▶ **Document passage**
——
RNAi silencing of PhLP3 in LB01 cells promotes a fibroblast-like morphology and cytoskeletal rearrangement.
(A) Immunoblots using anti-PhLP3 of LB01 cells transfected with mouse siRNA shows a decrease in PhLP3 expression compared to human siRNA and a scrambled negative control siRNA (top panel). Actin is used as an internal loading control (bottom panel). Note that two PhLP3 products (bands) are detected in these samples prepared with phosphatase inhibitors while in figure 1A (where they were absent) only one product is detected: PhLP3 is known to be phosphorylated [45] (see also references in the human PhLP3 Unigene entry UniGene Hs.536122) with the phosphoform displaying higher apparent molecular weight on SDS gels than the unphosphorylated form. (B) LB01 cells were transfected with mouse PhLP3 siRNA for 72 h and the cells were fixed and stained for either actin (rhodamine phalloidin) or (C) tubulin (anti-α-tubulin). The microtubule organising center is indicated by a red arrow. (D) NIH 3T3 mouse fibroblast cells were fixed and stained for F-actin filaments (rhodamine phalloidin, red) and microtubules (anti-α-tubulin, green). (E) Focal adhesions observed with anti-vinculin in cells transfected with the control plasmid or siRNA silencing plasmid 48 h and 72 h post transfection.
——
▶ **Data to examine**

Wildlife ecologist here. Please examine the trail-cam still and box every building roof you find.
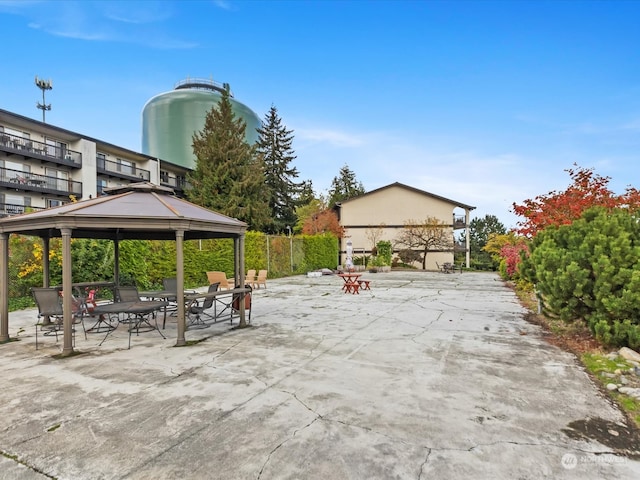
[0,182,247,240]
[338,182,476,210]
——
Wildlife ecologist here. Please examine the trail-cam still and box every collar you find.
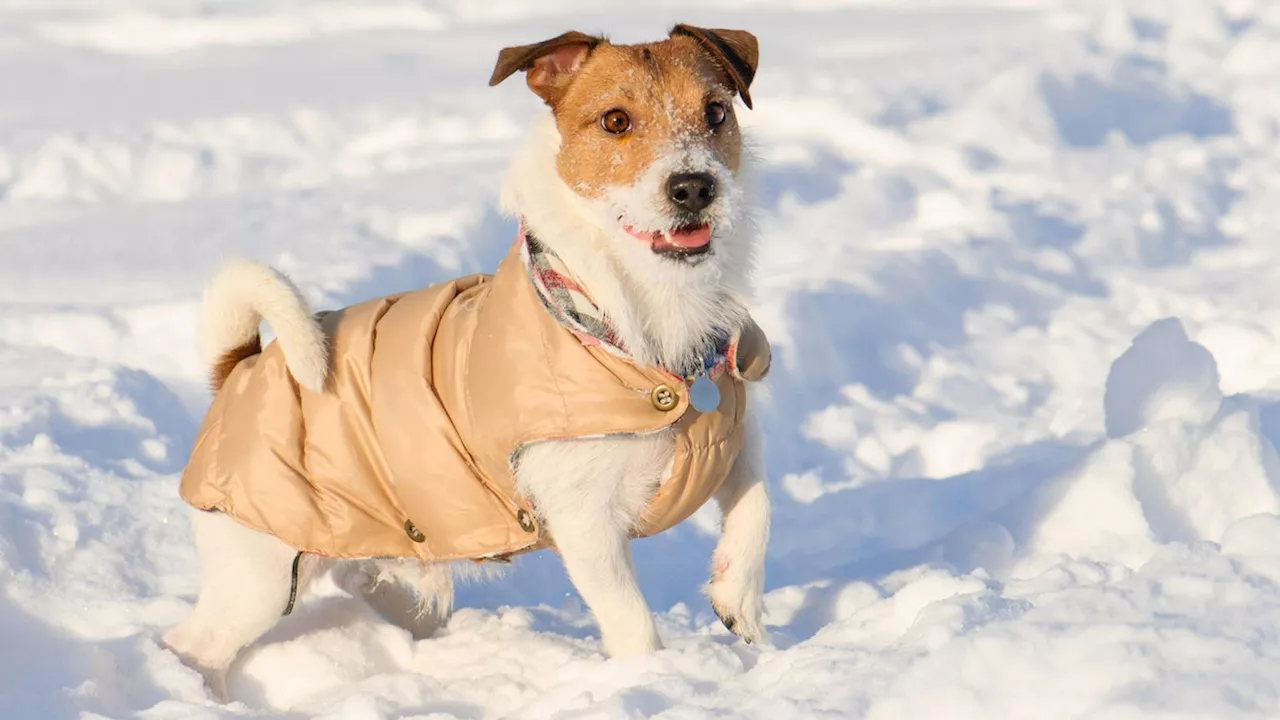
——
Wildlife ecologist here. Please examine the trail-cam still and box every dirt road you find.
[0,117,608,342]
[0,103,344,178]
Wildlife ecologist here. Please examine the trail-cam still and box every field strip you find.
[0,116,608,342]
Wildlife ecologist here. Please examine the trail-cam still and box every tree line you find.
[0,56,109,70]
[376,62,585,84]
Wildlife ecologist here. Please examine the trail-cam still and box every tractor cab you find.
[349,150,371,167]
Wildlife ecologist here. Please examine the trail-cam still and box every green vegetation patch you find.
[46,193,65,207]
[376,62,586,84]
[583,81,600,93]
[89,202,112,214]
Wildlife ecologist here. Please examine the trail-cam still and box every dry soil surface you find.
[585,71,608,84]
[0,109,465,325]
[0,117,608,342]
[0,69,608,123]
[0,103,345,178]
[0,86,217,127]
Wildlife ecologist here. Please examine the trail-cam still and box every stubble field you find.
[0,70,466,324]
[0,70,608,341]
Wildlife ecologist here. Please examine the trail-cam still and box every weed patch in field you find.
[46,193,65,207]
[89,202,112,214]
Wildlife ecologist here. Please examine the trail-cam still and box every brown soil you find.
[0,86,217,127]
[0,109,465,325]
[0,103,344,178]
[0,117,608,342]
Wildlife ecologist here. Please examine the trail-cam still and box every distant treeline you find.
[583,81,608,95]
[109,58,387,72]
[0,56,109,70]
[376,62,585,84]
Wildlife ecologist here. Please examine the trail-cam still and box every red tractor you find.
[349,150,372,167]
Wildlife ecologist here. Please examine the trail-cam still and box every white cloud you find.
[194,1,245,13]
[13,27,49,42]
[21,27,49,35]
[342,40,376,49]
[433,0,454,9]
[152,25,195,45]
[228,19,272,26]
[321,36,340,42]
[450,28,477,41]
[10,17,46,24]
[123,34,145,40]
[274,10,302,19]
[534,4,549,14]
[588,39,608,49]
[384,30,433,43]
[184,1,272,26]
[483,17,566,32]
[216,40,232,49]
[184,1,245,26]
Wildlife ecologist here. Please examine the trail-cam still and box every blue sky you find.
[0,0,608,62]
——
▶ **Tasks to complete**
1 - List every antibody named in the figure legend on PhLP3 silencing, meaning each reagent written with the prefix "anti-".
2 - Carry on with the figure legend on PhLP3 silencing, starting after its final sentence about focal adhesions.

▶ **Answers**
1 -
anti-PhLP3
anti-α-tubulin
anti-vinculin

2 -
Figure 3.
Rescue of PhLP3 silenced CHO LB01 cells promotes aberrant cell division.
LB01 cells were silenced and rescued as described in the methods section and then fixed and co-stained for PhLP3 (green) and with the nuclear DAPI stain (blue). PhLP3 overexpression in LB01 cells leads to more ‘rounded’ cells compared to untransfected controls (A v B) whilst siRNA silencing promotes morphological changes including elongated cells and nuclei and adherent growth (A v C). When LB01 cells were co-transfected with mouse PhLP3 siRNA and human PhLP3 DNA (D and E) the elongated phenotype observed in the PhLP3 silenced cells was no longer present and thus the cells were considered ‘rescued’. Co-transfected cells were either in early anaphase (red arrows), late anaphase (green arrow) or exhibited enlarged nuclei (white arrrow).
Figure 4.
RhoA/p160ROCK pathway regulates actin stress fiber formation in PhLP3 siRNA silenced CHO LB01 cells.
A commercially available RhoA-GTP/Rhotekin pull down assay was carried out on siRNA silenced PhLP3 LB01 cells. Samples were collected 24 h, 48 h and 72 h post transfection and activated RhoA was detected at 72 h post-knockdown with an anti-Rho A antibody but not in plasmid only control cells (A). LB01 cells transfected as in panel A for 72 h were then treated for 24 h with the ROCK inhibitor Y2763 (either 3 µM or 10 µM), fixed and stained for actin (rhodamine phalloidin, red). F-actin disassembly was observed at both Y2763 concentrations and the concentration of peripheral actin was observed with 10 µM Y2763 (B).
Figure 5.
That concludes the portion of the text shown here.